* **List of tasks**:
**1.** According to the article on cities keeping pandemic-era street changes, why are leaders in other cities pushing to follow Paris, New York and San Francisco? Answer in one to three sentences.
**2.** Continue the article on cities making pandemic-era street changes permanent, picking up after its final sentence.

____ Given passage

Cities are making COVID-era street changes permanent. Some are facing pushback.

Read the full story in the Washington Post.

Paris barred most cars from the majestic road that goes past the Louvre Museum, then months later announced it would keep it that way. New York followed suit, making permanent a program that clears space on public roads for walking, biking and, in the case of 34th Avenue in Queens, Mexican folk dance classes.

In San Francisco, officials are weighing whether to keep part of John F. Kennedy Drive in Golden Gate Park closed to cars, prompting a tussle among drivers, pedestrians, bicyclists and a fine arts museum that lost easy public access to its facilities.

Leaders in other cities are pushing to do the same, seeing an opportunity to cement progress in making streets safer, more enjoyable and less polluting. The moves have also roiled long-running debates about the role of the automobile and the purpose of public streets.

________
____ Information

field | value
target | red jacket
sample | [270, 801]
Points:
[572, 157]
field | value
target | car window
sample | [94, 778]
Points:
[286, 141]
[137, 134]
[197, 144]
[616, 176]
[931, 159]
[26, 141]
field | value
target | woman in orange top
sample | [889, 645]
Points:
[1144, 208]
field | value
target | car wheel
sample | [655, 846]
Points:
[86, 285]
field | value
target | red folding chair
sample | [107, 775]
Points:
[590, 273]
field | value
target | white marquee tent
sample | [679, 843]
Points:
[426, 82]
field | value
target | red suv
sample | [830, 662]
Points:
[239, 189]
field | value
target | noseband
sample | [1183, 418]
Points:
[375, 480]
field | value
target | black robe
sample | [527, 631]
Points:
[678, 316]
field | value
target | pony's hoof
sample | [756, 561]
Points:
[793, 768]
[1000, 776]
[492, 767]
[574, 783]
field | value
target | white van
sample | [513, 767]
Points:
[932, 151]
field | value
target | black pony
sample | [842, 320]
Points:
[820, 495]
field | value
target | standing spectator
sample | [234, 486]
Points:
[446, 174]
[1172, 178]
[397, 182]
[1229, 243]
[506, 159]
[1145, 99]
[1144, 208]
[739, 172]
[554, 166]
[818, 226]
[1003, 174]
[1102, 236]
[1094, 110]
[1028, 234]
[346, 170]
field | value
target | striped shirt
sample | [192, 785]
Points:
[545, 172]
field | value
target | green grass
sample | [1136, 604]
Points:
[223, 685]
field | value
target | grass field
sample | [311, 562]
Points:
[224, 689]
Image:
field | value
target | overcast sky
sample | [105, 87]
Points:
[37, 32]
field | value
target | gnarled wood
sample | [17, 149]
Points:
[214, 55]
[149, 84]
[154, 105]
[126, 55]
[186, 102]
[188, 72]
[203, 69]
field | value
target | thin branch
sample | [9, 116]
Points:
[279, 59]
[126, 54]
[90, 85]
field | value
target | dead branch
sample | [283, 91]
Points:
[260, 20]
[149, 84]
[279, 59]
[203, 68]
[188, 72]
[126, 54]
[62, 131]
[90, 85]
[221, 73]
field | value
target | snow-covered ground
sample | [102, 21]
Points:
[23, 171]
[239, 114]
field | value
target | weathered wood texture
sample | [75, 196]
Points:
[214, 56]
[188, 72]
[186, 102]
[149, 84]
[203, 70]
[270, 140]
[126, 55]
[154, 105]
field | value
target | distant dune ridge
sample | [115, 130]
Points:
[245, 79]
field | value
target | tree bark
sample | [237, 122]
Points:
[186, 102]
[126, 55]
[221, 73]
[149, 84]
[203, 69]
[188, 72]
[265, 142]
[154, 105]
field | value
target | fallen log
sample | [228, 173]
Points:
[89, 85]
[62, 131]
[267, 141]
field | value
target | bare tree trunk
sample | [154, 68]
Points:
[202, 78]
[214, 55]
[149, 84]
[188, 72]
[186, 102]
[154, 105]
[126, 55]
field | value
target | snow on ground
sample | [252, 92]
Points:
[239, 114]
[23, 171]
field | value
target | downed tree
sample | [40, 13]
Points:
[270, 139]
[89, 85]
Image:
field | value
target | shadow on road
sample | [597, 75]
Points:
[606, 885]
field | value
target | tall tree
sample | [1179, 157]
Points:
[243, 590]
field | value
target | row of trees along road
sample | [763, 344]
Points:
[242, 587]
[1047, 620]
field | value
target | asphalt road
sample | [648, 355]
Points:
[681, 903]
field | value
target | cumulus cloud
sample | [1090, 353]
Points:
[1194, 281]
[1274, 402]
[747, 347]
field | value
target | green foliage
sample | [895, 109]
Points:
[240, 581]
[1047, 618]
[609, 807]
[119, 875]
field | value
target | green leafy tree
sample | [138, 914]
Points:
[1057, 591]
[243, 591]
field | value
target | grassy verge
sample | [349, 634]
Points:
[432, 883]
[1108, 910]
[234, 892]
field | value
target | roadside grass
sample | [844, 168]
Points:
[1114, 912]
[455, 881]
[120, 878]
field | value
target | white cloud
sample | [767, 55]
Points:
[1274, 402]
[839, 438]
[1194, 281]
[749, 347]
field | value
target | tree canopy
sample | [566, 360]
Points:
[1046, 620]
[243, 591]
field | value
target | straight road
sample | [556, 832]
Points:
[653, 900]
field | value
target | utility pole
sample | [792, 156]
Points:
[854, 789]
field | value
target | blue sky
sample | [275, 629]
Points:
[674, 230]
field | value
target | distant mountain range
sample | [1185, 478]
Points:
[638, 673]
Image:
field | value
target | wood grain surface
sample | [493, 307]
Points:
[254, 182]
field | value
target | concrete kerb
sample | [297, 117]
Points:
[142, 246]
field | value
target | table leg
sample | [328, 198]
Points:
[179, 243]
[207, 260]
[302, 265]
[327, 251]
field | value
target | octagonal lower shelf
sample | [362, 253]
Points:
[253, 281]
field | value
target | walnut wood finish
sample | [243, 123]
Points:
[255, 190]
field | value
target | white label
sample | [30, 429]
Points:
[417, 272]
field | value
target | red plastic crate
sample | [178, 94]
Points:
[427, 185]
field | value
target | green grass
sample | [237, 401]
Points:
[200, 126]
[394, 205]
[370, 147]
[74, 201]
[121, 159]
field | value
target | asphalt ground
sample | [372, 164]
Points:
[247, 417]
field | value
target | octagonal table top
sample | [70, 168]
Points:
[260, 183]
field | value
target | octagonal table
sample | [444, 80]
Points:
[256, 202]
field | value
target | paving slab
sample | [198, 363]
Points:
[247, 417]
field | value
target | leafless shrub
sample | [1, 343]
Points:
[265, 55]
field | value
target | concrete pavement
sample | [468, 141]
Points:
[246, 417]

________

* **Expected responses**:
**1.** They see a chance to cement progress in making streets safer, more enjoyable and less polluting.

**2.**
In Washington, the D.C. Council in June appealed to the National Park Service to keep cars off a scenic stretch of Beach Drive in Rock Creek Park, a move also supported by Mayor Muriel E. Bowser (D). But one initial supporter of the idea, Del. Eleanor Holmes Norton (D-D.C.), tapped the brakes after opposition emerged, showing the complexities of limiting car travel, even in a city where local and federal officials have sought to emphasize other modes of transportation.